**EXERCISE REQUIREMENTS**
How many lines of the listing below contain the string "cliff", with case counting? Reply with the number only.

## BEGIN

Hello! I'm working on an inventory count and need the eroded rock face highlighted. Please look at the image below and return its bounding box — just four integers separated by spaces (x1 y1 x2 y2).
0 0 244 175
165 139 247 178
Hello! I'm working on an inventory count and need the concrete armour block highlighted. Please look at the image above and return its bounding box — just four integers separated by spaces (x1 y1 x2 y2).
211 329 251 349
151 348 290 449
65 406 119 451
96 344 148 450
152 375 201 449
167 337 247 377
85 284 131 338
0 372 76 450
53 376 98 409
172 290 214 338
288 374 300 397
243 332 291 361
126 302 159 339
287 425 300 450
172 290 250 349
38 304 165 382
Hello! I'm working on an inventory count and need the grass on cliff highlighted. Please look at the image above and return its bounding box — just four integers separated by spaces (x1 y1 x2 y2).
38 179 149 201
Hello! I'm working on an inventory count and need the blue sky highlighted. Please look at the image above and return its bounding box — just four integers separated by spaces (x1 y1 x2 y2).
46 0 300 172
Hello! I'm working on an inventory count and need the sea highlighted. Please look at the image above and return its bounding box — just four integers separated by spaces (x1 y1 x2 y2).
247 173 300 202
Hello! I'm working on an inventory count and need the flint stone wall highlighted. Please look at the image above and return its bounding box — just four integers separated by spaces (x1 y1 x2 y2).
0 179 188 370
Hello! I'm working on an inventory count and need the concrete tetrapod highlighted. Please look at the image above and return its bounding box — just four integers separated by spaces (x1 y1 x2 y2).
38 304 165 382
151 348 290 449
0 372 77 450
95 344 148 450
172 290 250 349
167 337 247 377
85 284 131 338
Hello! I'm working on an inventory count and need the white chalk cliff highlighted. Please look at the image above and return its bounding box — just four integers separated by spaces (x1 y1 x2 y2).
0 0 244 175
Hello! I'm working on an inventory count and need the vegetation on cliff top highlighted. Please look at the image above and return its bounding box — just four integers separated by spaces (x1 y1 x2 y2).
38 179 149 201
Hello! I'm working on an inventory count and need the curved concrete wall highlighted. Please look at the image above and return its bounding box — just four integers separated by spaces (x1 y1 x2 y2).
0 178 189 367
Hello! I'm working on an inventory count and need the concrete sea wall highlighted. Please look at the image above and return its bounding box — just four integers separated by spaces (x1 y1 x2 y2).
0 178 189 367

## END

**RESPONSE TO THIS EXERCISE**
3